## PASSAGE SHOWN
☆ ☆ ☆ ☆

EGTS vary with operating condition, but are all well within limts.

 

During climb No 4 CHT is always 20°C above the next nearest; if I climb at 80 Knots to 1000ft after take off it would go to above 180°C, climb at 90 Knots and No 4 CHT reaches 170°C.

 

In the circuit or in the cruise CHT are varied but well within limits, but No 4 CHT still leads.

 

The original Jabiru CHT guage (ring under No 6 Sparkplug) always stays well in the green.

 

The CHT sensors are fitted in between the spark plugs and are Camit supplied ones with shields (nice kit).

 

Non-contact temperature check shows embedded sensor approx 5°C above cyclinder head surface (some difference expected).

 

So, I am happy with my Jab 3300 motor. By monitoring, without being obsessive, all CHTs and less so all EGTs, the motor can be kept away from any damaging over temperature conditions.

☆ ☆ ☆ ☆

## EXCERPTED RECORDS
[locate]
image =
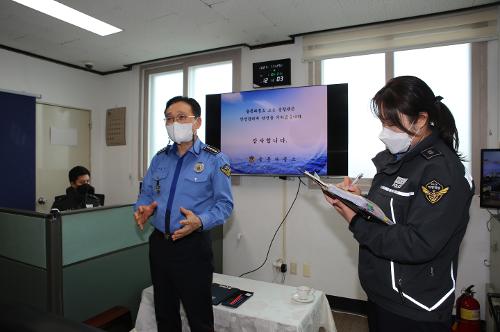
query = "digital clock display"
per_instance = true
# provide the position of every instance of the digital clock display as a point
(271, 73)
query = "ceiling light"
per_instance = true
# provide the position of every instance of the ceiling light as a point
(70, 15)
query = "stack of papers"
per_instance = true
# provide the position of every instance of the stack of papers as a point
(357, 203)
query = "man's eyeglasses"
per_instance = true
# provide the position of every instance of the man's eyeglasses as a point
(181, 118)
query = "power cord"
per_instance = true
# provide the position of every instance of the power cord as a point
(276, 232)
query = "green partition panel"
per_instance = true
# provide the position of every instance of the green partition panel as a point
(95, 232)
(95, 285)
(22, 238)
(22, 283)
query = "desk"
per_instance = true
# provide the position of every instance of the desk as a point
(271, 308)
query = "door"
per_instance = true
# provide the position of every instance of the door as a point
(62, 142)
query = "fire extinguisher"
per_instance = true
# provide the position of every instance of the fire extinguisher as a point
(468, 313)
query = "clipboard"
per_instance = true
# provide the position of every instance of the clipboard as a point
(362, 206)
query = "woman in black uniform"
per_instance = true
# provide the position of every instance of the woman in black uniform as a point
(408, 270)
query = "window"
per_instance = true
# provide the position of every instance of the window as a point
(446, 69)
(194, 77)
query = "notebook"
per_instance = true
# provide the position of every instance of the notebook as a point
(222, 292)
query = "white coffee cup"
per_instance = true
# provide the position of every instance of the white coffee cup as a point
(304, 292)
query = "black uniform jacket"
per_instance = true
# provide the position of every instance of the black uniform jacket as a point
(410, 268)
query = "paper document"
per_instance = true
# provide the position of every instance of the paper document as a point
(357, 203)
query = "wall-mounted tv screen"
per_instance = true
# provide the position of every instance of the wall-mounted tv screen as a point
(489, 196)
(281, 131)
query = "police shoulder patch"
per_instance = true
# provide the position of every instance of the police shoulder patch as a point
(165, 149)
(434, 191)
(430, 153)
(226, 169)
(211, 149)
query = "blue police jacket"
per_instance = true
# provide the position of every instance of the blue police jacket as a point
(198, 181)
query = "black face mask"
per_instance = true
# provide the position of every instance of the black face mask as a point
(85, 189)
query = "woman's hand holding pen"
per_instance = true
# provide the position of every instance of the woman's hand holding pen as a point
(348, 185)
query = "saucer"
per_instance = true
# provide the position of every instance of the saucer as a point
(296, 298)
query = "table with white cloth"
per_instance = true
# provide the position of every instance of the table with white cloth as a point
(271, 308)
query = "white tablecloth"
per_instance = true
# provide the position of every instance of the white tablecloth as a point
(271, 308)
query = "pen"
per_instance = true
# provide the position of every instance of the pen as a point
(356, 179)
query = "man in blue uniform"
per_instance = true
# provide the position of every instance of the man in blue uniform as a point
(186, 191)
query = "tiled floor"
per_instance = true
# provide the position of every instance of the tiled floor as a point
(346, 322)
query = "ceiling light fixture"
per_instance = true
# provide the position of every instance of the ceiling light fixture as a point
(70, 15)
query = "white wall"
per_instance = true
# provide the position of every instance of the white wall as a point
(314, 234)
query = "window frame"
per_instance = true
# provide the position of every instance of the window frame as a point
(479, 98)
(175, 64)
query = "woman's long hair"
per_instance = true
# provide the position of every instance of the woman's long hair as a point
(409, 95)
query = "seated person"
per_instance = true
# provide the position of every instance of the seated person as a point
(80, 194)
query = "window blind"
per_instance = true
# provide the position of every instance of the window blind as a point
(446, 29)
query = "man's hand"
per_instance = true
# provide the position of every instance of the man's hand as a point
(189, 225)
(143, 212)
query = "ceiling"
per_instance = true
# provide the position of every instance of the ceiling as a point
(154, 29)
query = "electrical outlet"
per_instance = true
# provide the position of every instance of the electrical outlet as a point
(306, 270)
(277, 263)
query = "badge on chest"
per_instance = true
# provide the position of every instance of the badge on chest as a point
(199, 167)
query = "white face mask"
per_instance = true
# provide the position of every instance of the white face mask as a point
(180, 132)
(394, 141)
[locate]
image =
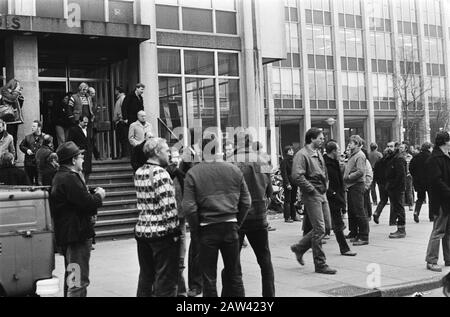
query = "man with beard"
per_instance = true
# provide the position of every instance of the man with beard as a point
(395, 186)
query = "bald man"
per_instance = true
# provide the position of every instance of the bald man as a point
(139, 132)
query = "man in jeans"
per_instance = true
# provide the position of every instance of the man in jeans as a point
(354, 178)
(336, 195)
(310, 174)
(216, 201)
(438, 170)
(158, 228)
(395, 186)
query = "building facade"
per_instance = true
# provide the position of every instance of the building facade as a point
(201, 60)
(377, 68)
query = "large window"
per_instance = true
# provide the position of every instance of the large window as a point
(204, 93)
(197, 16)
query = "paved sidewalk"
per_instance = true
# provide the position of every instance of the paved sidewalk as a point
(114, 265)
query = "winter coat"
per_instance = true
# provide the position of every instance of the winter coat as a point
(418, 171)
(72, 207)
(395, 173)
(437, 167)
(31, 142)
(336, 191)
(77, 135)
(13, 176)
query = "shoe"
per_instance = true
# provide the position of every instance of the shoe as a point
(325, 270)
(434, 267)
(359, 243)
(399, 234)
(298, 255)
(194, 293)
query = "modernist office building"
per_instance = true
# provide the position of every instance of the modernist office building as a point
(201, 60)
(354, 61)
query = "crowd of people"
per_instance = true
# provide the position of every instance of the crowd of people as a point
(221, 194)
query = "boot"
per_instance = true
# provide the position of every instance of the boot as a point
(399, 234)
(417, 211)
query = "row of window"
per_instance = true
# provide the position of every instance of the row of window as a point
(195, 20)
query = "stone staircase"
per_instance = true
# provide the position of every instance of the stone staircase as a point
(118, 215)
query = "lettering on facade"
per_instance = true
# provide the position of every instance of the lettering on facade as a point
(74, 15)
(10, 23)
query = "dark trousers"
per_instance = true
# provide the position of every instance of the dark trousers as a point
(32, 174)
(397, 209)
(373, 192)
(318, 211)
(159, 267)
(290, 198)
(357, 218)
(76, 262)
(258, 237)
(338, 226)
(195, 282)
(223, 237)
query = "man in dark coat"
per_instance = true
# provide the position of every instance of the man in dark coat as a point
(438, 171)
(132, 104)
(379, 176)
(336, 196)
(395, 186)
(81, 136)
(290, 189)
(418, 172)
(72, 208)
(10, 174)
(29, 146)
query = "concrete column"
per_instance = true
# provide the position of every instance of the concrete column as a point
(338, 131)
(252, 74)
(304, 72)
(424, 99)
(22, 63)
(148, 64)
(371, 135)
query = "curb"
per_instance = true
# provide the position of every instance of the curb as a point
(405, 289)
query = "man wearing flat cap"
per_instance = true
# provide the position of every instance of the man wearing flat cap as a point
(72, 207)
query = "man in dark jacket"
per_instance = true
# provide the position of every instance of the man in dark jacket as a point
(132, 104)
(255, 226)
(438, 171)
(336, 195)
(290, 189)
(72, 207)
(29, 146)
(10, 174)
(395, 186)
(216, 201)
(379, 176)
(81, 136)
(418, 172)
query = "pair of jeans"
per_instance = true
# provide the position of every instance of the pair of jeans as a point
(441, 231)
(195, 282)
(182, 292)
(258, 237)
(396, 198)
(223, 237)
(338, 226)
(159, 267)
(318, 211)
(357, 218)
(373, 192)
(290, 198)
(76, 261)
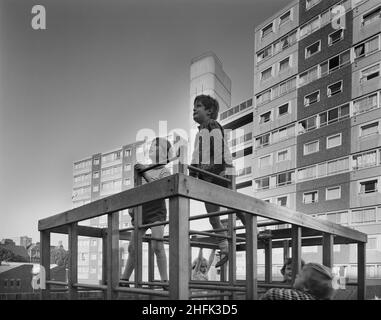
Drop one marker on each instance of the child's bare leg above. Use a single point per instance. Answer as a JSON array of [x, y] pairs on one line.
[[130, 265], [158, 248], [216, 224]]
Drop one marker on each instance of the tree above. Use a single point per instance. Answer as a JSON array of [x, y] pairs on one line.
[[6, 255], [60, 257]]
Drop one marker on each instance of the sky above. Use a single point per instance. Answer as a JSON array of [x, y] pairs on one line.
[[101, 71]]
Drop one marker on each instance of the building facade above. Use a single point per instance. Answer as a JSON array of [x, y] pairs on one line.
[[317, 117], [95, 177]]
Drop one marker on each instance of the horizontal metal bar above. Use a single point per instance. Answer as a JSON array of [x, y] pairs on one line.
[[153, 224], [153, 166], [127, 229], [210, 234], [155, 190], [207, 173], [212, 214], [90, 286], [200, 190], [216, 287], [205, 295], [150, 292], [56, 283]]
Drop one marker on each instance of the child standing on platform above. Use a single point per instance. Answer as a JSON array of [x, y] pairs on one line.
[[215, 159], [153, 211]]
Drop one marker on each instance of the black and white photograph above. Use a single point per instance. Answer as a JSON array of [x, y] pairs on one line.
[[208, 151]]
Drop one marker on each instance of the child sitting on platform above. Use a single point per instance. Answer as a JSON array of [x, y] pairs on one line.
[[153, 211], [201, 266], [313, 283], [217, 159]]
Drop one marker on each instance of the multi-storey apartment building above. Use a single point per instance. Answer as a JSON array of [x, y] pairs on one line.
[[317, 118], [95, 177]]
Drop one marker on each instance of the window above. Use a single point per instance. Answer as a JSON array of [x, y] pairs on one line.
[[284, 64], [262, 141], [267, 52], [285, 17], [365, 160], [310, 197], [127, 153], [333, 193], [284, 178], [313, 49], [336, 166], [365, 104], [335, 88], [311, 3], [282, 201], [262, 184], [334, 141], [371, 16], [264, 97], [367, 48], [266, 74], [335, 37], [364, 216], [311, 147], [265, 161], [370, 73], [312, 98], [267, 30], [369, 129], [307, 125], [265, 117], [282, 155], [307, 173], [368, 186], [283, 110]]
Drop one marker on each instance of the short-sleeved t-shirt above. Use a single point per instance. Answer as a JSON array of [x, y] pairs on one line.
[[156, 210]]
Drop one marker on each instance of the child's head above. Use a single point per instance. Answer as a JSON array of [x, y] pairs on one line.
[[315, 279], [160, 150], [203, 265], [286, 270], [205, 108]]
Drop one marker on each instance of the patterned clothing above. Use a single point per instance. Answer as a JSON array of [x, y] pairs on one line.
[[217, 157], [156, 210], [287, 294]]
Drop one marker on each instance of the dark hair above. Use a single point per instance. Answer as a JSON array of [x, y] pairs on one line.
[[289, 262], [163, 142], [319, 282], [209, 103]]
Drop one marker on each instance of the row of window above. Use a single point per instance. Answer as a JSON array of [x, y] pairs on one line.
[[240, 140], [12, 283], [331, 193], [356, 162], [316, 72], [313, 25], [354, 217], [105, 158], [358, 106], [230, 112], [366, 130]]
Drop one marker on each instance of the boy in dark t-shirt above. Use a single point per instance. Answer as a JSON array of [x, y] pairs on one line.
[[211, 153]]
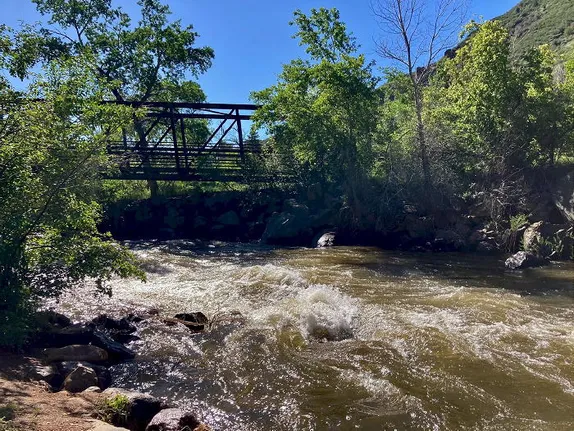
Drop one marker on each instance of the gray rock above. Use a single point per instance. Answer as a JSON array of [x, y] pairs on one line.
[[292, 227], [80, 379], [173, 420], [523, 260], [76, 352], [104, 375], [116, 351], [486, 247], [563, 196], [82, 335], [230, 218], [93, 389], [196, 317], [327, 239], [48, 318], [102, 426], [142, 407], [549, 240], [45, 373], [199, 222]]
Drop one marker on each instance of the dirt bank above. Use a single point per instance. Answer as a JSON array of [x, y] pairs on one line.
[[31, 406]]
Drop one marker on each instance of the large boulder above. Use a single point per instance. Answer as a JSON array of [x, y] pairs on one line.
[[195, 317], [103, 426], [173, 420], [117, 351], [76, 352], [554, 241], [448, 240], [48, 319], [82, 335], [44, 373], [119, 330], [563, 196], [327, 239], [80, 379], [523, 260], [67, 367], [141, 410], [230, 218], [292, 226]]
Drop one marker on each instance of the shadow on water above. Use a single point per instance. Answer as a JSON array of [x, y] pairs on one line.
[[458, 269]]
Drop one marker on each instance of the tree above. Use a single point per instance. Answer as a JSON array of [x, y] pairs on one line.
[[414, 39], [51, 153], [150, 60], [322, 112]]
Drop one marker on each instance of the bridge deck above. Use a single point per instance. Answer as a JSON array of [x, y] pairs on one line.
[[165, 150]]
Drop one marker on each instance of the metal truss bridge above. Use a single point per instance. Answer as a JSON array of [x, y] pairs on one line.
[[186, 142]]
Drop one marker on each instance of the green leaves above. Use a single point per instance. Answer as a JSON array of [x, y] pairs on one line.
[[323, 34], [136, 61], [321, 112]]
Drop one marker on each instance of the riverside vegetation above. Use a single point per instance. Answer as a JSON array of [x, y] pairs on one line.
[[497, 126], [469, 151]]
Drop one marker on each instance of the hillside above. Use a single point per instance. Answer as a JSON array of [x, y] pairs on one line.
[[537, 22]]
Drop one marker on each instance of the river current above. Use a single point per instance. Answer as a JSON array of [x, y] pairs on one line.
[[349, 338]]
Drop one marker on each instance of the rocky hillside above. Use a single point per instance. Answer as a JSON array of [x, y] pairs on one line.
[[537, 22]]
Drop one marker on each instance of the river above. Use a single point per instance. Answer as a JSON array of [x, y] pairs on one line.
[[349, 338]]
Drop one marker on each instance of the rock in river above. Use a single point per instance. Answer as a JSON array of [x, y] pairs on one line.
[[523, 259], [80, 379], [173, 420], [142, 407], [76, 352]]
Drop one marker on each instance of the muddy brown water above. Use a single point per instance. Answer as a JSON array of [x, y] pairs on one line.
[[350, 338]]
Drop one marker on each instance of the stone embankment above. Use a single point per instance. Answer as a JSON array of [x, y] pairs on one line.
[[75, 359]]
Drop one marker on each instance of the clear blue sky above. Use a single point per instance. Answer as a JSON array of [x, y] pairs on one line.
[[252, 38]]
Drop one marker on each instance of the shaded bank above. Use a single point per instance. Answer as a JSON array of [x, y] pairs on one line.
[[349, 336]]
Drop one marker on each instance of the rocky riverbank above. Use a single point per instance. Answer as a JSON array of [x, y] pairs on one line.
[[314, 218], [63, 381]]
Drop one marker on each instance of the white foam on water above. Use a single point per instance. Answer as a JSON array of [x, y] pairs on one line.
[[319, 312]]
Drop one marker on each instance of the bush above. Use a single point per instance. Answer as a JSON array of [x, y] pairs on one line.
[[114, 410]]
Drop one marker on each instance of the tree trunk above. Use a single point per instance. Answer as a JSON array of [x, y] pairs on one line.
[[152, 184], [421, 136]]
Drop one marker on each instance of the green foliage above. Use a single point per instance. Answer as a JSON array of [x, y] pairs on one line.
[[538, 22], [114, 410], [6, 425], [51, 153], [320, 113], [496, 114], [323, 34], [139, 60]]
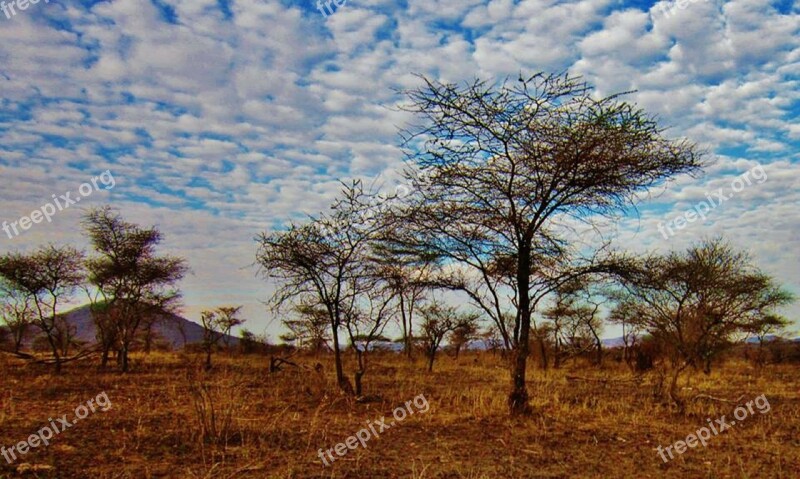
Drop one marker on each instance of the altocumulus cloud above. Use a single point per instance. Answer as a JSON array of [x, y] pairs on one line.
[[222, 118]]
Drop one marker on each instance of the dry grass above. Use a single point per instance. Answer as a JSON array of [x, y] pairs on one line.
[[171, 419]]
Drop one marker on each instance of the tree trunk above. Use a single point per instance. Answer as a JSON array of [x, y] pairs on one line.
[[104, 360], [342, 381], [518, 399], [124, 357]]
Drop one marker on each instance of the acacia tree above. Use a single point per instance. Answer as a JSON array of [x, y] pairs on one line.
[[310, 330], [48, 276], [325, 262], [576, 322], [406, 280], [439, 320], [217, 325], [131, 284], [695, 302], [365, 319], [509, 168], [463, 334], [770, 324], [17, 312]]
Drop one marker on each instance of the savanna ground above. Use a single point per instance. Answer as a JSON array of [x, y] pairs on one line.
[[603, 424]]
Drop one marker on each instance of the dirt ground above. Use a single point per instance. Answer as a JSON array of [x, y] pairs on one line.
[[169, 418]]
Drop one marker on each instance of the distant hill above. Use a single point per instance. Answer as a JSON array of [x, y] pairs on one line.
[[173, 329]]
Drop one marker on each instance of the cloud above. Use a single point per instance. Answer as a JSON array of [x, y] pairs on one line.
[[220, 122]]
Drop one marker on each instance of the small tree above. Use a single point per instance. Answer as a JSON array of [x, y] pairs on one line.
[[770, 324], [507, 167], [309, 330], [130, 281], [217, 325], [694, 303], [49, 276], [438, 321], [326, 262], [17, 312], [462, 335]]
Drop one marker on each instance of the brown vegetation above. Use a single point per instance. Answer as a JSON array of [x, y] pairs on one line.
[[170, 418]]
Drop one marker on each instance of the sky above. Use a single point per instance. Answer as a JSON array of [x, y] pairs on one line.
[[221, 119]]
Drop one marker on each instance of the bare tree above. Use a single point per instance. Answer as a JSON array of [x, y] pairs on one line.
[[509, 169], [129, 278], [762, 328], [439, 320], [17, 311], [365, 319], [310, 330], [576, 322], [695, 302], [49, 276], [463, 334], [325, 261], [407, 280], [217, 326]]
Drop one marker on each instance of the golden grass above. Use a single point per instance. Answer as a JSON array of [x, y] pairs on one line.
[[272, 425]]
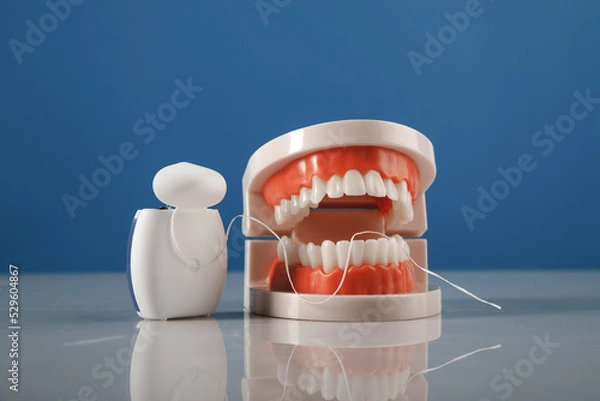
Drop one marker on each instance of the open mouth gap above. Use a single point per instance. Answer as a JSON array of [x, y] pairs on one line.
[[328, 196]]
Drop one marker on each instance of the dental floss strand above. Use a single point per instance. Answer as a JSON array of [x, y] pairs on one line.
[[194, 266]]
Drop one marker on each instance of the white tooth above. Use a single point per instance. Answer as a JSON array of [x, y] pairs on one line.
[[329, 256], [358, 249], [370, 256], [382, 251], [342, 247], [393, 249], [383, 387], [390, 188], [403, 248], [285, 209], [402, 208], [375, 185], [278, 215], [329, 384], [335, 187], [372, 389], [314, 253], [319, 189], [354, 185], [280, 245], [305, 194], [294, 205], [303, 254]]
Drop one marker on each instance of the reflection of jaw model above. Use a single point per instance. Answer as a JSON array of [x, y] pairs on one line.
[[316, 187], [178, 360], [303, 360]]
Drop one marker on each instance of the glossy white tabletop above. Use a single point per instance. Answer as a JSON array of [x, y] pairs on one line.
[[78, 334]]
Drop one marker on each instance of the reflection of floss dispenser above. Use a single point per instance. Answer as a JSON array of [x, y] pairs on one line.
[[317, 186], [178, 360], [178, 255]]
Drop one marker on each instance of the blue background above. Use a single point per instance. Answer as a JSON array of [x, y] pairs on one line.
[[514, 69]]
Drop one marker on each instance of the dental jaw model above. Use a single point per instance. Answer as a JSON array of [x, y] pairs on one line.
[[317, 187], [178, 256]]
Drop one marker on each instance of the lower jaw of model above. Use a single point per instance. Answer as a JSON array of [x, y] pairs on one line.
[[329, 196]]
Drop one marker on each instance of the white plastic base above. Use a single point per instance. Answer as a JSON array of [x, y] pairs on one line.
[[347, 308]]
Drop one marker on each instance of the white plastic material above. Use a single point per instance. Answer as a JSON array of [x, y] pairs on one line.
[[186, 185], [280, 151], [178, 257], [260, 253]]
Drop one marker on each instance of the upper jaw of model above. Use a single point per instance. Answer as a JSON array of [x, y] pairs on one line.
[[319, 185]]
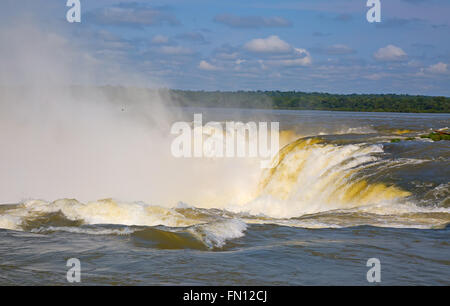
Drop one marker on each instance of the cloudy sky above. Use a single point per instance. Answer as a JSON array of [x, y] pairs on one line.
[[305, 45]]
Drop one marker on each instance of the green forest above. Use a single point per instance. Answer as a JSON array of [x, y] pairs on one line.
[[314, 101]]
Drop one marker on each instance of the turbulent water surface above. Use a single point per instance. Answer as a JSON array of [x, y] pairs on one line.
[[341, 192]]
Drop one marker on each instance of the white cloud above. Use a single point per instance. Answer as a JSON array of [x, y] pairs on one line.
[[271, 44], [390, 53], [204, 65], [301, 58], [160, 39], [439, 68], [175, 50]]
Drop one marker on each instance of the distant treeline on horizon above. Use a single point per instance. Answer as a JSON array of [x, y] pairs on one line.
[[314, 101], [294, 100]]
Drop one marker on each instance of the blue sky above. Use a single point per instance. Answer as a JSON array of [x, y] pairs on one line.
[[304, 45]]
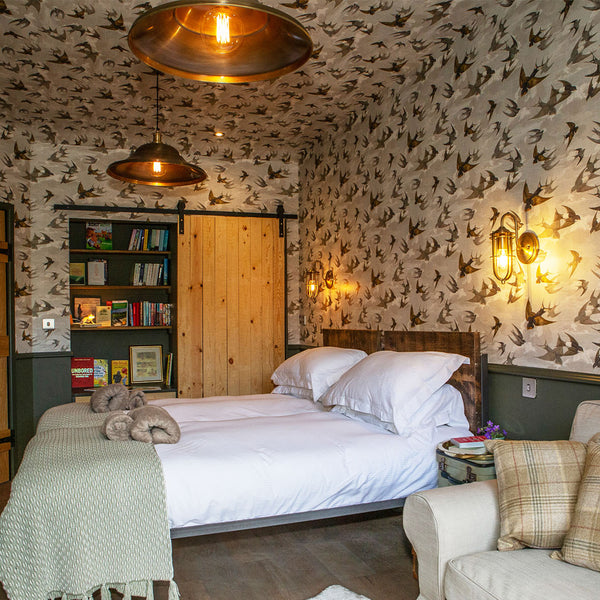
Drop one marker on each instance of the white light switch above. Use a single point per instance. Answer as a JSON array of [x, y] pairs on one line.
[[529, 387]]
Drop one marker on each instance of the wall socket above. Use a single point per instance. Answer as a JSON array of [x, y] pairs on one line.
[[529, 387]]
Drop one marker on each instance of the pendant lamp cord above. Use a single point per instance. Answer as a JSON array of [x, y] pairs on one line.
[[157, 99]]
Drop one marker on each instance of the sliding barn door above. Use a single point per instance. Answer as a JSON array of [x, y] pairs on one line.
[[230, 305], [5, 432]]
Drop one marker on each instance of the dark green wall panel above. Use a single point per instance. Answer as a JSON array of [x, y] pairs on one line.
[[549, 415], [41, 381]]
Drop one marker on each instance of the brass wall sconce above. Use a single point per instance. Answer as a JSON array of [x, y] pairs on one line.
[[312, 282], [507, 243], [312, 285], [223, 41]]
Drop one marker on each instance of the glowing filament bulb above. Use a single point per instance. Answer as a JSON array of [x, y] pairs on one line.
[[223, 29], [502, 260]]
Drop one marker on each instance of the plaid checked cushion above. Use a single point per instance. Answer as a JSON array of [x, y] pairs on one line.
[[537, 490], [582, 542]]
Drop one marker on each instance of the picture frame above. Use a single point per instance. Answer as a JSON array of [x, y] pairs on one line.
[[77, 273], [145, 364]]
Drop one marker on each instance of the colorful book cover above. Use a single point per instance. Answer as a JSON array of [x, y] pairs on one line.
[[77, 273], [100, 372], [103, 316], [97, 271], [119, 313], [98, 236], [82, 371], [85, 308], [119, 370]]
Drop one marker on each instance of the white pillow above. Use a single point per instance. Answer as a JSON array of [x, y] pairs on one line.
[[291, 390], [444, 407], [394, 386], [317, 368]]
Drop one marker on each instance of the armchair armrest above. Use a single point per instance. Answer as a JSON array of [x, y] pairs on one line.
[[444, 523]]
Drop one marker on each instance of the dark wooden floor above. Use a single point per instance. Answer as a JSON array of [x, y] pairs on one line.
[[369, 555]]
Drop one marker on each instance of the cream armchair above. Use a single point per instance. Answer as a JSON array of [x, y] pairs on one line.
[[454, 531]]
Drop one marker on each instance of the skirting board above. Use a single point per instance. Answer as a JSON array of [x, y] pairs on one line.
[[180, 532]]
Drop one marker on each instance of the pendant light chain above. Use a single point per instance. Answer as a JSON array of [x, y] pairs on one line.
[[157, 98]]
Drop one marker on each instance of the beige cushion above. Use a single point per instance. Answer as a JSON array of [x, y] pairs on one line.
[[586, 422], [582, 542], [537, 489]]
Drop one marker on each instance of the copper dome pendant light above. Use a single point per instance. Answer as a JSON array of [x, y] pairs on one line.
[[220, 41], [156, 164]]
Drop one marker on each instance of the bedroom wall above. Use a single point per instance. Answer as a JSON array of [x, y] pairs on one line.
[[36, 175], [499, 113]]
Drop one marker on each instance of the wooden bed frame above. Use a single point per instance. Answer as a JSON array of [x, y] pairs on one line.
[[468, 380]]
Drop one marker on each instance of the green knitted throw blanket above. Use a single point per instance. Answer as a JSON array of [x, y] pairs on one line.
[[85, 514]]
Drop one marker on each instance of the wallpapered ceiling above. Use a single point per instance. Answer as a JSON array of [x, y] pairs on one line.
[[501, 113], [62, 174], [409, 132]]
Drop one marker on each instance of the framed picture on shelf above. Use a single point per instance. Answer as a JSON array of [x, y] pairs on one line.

☆ ☆ ☆ ☆

## GOAL OF THE EXERCISE
Can you continue the post about Jabiru 3300 engine temperatures, picking up right after its last sentence?

## THE RESPONSE
Run only on Avgas.

 

Climb out at 90 knots. (Step climb in the summer as required).

 

Cruise revs no less than 2850 rpm (typically 20-21 l/hr, operate at less than 19 l/hr for any length of time and EGTs climb).

 

Keep all temps well inside limits.

 

Oil and filter change every 25 hours (oil analysis and Ferrography {only cause we have a lab, its not really neccessary or indicative} and filter cut and wash).

 

Leakdown check every 25 hours.

 

Engine now 385 hrs. Leakdowns all good. Currently a happy Jab 3300.

 

Two questions for concensus opinions -

 

1. The way I operate the engine avoids excessive temperatures, so I have not bothered to look at fiddling with the ducting. However, I understand that small deflectors can be fitted inside the ducts to direct airflow more evenly to all cyclinders. Is this worth trying?

 

2. My Engine has always had flow deflectors fitted between the cyclinders, these are fitted from below. I note that on newer engines if they are fitted at all it is on top of the cyclinders. Do I get them removed or moved to the top.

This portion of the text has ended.